• [SOURCE DOCUMENT]:

We know the correct way to be backing up the cluster. The customer did not
implement it this way, but we are recommending them to do so.

Before they switch from their current set-up to how we are recommending they
backup the cluster (With 2 TSM environments on each machine, one for local
disk, the other for shared disk) they would like to know exactly what risk
they are runing with their current setup.


Matt.





-----Original Message-----
From: Mike Yager [mailto:[EMAIL PROTECTED]]
Sent: Friday, January 18, 2002 4:27 PM
To: [EMAIL PROTECTED]
Subject: Re: versioning / expiring / multiple backups under same nodename


Exactly, while im not doing TSM on my clusters (yet) Daniel is correct.

In my MS-clustered environment, I have the following entries in DNS

SRV01
SRV02

CLUSTER1
DB2-01

the last 2 are a "logical" name of the cluster resource. This allows the
"resource" to be managed separately from the physical machine or other
"resources" and/or physical machine.

• [DATA ENTRIES]:
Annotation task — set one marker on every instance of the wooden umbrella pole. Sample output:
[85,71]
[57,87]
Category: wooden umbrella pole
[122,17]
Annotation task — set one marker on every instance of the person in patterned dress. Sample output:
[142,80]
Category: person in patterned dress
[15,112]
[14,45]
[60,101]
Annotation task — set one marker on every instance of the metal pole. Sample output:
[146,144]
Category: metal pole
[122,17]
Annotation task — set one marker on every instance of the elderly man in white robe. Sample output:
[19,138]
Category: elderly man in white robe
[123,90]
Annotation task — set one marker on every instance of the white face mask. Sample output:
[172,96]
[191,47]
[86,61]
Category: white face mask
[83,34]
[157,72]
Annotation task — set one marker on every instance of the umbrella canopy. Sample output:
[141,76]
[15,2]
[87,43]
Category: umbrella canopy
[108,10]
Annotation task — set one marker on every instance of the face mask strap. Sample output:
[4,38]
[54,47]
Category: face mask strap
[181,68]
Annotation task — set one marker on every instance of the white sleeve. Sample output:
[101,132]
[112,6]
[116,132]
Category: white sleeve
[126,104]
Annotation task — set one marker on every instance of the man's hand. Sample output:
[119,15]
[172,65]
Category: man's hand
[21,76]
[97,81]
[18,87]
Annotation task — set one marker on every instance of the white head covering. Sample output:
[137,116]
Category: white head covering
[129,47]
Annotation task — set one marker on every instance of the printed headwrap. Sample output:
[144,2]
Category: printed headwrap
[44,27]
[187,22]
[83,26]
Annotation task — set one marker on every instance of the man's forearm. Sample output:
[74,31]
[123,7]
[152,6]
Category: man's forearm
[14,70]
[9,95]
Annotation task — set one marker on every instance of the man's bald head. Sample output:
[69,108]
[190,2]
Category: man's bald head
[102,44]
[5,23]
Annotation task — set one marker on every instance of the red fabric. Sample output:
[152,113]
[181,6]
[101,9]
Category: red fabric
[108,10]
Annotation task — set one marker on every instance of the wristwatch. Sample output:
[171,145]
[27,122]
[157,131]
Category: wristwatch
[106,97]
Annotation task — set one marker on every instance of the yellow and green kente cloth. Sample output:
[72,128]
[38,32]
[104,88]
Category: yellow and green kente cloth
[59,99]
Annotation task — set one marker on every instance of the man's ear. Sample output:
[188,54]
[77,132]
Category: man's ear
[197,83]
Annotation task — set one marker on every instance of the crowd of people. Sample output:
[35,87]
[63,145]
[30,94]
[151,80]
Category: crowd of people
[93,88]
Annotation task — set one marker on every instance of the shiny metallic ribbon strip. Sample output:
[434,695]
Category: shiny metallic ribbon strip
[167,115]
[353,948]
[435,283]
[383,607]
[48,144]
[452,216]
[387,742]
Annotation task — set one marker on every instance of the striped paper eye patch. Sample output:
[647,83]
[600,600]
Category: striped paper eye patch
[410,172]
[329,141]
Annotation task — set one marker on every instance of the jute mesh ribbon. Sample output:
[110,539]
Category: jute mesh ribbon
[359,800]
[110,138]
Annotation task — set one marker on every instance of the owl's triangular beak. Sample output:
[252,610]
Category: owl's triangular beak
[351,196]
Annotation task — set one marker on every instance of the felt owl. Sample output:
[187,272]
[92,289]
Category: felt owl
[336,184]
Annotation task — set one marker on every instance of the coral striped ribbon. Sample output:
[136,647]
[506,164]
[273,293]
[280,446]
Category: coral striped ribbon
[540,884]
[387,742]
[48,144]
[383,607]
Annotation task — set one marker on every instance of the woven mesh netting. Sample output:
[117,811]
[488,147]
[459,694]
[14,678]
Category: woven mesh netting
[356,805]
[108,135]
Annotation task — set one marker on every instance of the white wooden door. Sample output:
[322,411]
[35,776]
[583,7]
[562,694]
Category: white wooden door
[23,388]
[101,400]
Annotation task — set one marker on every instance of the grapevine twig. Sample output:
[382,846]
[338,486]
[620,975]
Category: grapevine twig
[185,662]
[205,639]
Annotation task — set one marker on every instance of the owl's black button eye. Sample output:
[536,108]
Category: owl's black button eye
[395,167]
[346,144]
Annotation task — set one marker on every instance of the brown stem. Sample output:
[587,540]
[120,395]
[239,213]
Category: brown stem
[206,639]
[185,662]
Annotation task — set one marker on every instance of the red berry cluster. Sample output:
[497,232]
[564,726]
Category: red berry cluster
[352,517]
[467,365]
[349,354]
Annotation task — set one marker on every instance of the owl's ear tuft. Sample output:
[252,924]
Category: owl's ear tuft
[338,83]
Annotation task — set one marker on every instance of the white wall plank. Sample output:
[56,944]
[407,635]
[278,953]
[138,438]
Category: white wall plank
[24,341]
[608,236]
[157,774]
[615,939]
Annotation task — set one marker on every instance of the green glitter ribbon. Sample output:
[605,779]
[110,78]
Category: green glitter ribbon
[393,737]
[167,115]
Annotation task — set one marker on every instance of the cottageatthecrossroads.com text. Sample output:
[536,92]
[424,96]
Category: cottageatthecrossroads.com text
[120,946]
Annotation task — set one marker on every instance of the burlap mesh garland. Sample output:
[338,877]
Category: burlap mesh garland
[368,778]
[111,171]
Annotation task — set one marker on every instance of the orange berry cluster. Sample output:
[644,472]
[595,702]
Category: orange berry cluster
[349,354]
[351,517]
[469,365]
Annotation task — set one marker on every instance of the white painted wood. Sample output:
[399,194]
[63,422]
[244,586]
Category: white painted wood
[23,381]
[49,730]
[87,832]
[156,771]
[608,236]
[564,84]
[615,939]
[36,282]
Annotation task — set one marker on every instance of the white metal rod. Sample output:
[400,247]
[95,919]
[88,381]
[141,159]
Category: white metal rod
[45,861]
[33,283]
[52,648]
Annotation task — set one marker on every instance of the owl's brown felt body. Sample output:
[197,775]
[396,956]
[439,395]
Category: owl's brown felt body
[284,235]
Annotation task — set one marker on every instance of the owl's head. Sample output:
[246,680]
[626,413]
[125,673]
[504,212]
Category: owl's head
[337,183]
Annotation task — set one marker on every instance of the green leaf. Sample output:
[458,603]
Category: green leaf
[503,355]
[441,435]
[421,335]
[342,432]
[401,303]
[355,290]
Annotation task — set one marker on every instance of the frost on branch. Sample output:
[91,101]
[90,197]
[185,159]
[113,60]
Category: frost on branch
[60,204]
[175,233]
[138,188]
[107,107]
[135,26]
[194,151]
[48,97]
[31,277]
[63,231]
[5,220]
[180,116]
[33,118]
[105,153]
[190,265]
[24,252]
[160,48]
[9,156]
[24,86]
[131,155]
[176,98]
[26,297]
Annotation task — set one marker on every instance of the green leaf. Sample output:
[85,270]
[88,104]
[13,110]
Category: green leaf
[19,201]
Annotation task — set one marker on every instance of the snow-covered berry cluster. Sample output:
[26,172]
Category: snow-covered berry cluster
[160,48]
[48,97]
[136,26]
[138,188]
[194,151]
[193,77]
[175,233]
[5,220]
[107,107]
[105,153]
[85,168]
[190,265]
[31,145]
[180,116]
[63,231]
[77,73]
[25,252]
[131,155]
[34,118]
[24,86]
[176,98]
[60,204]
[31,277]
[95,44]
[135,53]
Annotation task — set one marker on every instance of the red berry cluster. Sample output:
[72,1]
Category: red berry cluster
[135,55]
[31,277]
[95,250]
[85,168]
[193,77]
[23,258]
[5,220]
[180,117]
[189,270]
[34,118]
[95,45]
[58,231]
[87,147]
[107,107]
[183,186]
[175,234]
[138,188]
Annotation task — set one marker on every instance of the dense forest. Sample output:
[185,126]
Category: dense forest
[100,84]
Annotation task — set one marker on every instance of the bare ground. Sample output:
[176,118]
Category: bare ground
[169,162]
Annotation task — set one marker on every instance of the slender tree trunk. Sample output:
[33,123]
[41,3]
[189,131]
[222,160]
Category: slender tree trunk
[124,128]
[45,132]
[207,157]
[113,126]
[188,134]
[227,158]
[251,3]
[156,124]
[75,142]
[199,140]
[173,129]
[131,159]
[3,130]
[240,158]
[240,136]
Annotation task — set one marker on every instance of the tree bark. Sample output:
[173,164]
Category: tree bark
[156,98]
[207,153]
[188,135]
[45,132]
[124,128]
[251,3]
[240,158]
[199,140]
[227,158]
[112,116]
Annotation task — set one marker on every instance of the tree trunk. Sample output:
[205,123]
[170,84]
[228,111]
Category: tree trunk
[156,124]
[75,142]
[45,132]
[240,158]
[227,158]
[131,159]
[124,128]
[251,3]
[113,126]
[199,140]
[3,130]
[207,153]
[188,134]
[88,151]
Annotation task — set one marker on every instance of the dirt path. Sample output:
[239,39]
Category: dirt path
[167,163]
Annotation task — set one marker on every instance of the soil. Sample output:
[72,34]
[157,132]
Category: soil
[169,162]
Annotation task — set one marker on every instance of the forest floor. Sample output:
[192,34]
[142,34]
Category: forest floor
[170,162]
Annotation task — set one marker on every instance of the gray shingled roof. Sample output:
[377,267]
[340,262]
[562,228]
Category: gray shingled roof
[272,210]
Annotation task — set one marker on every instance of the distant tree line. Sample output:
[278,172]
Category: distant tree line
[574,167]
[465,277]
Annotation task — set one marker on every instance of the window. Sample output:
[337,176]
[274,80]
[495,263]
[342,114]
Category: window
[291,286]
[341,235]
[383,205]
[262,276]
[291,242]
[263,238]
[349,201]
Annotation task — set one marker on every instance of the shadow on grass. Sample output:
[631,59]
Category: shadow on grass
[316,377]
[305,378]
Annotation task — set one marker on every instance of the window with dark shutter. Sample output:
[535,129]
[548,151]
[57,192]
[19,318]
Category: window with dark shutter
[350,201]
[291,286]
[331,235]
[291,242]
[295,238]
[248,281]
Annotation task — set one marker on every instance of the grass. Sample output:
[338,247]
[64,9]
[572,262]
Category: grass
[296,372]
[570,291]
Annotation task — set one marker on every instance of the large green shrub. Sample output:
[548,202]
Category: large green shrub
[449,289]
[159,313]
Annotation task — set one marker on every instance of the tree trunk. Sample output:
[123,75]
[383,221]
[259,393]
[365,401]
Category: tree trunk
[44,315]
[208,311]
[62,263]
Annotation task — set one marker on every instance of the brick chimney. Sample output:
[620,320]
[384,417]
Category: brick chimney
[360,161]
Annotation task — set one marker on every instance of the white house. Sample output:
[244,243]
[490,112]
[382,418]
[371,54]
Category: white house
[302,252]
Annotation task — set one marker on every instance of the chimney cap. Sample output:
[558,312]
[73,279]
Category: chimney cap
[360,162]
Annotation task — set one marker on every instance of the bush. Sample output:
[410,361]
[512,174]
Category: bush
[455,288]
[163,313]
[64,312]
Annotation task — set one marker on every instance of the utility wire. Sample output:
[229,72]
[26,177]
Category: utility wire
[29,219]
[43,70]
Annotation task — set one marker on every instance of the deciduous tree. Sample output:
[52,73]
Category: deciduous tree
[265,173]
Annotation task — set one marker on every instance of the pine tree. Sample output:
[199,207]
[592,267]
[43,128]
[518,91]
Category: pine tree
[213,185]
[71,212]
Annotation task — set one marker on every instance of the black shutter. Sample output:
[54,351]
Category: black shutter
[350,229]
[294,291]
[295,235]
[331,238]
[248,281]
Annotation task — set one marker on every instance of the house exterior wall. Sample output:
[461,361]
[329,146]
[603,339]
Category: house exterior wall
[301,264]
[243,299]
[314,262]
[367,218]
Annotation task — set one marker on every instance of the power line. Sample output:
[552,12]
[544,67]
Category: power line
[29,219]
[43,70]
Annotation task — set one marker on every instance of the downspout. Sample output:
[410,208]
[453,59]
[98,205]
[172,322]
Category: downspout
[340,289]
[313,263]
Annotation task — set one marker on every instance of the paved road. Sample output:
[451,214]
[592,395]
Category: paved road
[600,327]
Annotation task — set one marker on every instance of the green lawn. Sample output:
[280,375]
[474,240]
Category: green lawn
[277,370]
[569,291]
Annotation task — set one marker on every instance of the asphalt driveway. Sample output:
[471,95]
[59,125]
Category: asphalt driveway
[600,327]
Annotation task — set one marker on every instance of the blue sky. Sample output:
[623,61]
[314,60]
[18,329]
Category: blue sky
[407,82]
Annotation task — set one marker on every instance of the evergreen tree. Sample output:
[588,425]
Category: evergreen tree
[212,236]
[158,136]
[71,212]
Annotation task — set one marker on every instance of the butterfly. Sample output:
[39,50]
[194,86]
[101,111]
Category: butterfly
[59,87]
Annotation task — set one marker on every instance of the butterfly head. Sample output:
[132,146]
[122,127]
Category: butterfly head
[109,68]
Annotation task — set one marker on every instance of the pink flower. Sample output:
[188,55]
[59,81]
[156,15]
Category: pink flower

• [PROBLEMS TO WORK ON]:
1. In the cluster backup email, what does the recommended setup put on each machine?
2. Pick up the cluster backup email after its last sentence and keep writing it.
The lines after the cluster backup email stand on their own and are not part of it.

• [ANSWERS TO THE PROBLEMS]:
1. Two TSM environments, one for local disk and the other for shared disk.

2.
I would caution you to be careful as you indicated the resources DO show up
as being owned by the controlling node. IE DON'T back it up via that
attachment even if you can see it as when it changes to a new node you will
have a different name as you mentioned....

Please keep us posted as I'll be headed down this road shortly.

-mike



?--
The description you gave tells me there is something wrong with your
configuration.

Normally when you set up TSM to handle clustering, you have one TSM
nodename for each clusternode(M1,M2,M3). These nodenames are only for
backing up local files on the node. Then you have either one nodename for
each clusterresource, or one nodename for all clusterresources. You also
have to bind the nodename to the clusterresource, so that the TSM service
that handles the cluster nodename, moves with the clusterresource.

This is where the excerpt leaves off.